START GIVEN ENTRIES
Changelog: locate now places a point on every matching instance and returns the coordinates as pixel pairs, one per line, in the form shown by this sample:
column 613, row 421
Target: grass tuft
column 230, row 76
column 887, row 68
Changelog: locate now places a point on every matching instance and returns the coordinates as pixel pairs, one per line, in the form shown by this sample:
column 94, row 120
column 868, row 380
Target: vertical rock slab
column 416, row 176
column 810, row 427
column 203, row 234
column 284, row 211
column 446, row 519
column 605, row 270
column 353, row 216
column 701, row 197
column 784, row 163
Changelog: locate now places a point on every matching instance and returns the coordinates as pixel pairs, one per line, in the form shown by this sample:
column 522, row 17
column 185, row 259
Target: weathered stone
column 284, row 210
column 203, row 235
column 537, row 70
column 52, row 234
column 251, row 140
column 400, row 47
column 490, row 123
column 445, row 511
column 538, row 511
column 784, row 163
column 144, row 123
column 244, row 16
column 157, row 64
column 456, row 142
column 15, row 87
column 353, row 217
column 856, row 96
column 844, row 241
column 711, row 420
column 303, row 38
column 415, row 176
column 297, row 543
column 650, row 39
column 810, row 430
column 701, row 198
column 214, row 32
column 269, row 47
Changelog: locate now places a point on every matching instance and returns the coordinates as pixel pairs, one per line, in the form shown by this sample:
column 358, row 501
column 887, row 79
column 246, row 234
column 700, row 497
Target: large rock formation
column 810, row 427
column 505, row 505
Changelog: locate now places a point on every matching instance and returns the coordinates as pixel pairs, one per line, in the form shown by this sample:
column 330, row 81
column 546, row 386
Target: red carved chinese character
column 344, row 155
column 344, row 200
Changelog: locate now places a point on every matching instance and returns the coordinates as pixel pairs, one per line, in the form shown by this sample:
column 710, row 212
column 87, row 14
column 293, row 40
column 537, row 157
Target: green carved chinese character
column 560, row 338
END GIVEN ENTRIES
WHAT THE TASK ASKS - Retype the entries. Every line must match exactly.

EXERCISE ANSWER -
Changelog: locate now places a point on every matching instance and returns the coordinates as pixel pairs, one per line, in the form shown by this sample:
column 613, row 421
Target: grass tuft
column 230, row 76
column 887, row 68
Changelog: locate now places a point on every matching instance and returns the coordinates as pixel pairs, one per line, in the form shown by this sample:
column 94, row 120
column 868, row 380
Target: vertical rock slab
column 416, row 176
column 810, row 427
column 203, row 234
column 284, row 211
column 446, row 519
column 605, row 270
column 353, row 216
column 701, row 197
column 784, row 163
Changelog: locate now places a point on every matching instance and returns the coordinates as pixel pairs, one per line, in the form shown by this sample:
column 522, row 17
column 185, row 259
Target: weathered stone
column 284, row 210
column 203, row 235
column 537, row 70
column 52, row 234
column 251, row 140
column 400, row 47
column 490, row 123
column 445, row 511
column 538, row 511
column 784, row 163
column 144, row 123
column 244, row 16
column 157, row 64
column 456, row 142
column 15, row 87
column 353, row 217
column 856, row 96
column 844, row 241
column 711, row 420
column 303, row 38
column 415, row 176
column 297, row 543
column 650, row 39
column 810, row 430
column 701, row 198
column 214, row 32
column 269, row 47
Changelog: locate now places a point on every matching instance and returns the coordinates as pixel pairs, one per line, in the form shown by this sample:
column 358, row 501
column 887, row 79
column 246, row 234
column 700, row 497
Target: large rock formation
column 810, row 427
column 505, row 505
Changelog: locate now places a point on every matching instance and returns the coordinates as pixel pairs, one per line, in the form shown by this sample:
column 330, row 81
column 546, row 386
Target: red carved chinese character
column 344, row 155
column 344, row 200
Changelog: locate now places a point on every matching instance and returns the coordinates as pixel pairs, one per line, in the form shown by this sample:
column 710, row 212
column 87, row 14
column 293, row 40
column 537, row 157
Target: green carved chinese character
column 560, row 338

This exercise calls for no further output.